__Extract__:
Archie died a beautiful death yesterday. He was 14. We thank the staff at Heritage Veterinary Clinic Sydney Rd Coburg for his swift and gentle send off. Special love to our darling friend Dr. Darrell Gust from Brimbank Veterinary Clinic who regularly took a break from fisting rottweilers, coping with the Chernobyl strength halitosis of Maltese Shitzus with underbites and being savaged by ferrets to care for Archie his entire life.

Archie is survived by Hugo, Charlie and Dom, his dogfather Ian Dowsett and a garbage bag of medication with a street value of $2.4 million. (If you are in the market for some Viagra, Prozac, Malaseb, Pyohex, Furosemide, Vetmedin or Apoquel hit me up.)
Archie was rarely alone for his 14 years and, although It’s fair to say he wasn’t everyone’s favourite dog, (hello to Sam and Helen if you are reading) he was our leg humping, fear biting, face licker and you could not find a dog who was a better friend and ally to cats and kittens.

[Dataset items]
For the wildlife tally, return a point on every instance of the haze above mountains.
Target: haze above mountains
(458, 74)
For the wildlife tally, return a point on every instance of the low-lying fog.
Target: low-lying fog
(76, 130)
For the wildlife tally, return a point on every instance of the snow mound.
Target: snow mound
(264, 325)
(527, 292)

__Activities__:
(1) From the tribute to Archie the dog, copy the passage that opens with the words containing "Archie died a" and closes with "hit me up.)".
(2) Continue the tribute to Archie the dog from the point where it stops.
The dataset items are separate material and have nothing to do with the text about Archie.

__Answers below__:
(1)
Archie died a beautiful death yesterday. He was 14. We thank the staff at Heritage Veterinary Clinic Sydney Rd Coburg for his swift and gentle send off. Special love to our darling friend Dr. Darrell Gust from Brimbank Veterinary Clinic who regularly took a break from fisting rottweilers, coping with the Chernobyl strength halitosis of Maltese Shitzus with underbites and being savaged by ferrets to care for Archie his entire life.

Archie is survived by Hugo, Charlie and Dom, his dogfather Ian Dowsett and a garbage bag of medication with a street value of $2.4 million. (If you are in the market for some Viagra, Prozac, Malaseb, Pyohex, Furosemide, Vetmedin or Apoquel hit me up.)

(2)
Archie was an excellent guard dog (apart from that one time five menacing drunk blokes in a ute turned up Anzac Day night looking for me. Luckily the sound of their mate Moisty playing The Last Post on our front nature strip on a trumpet didn’t interrupt his evening of doing fuck all while waiting for the occasional sound of a piece of bacon to ‘accidentally’ fall on the kitchen floor.) On the upside he was vigilant protecting us from the danger of a garage door opening a few suburbs away, that one leaf on the magnolia tree that looked like it might rustle, and the visitors to The Chuff Bunker he had met hundreds and hundreds of times.
No pity or sympathy necessary. It’s not a loss , it was a privilege.
Job well done, mission complete. Thank you for your love Archie. You were, indeed, a very good boy.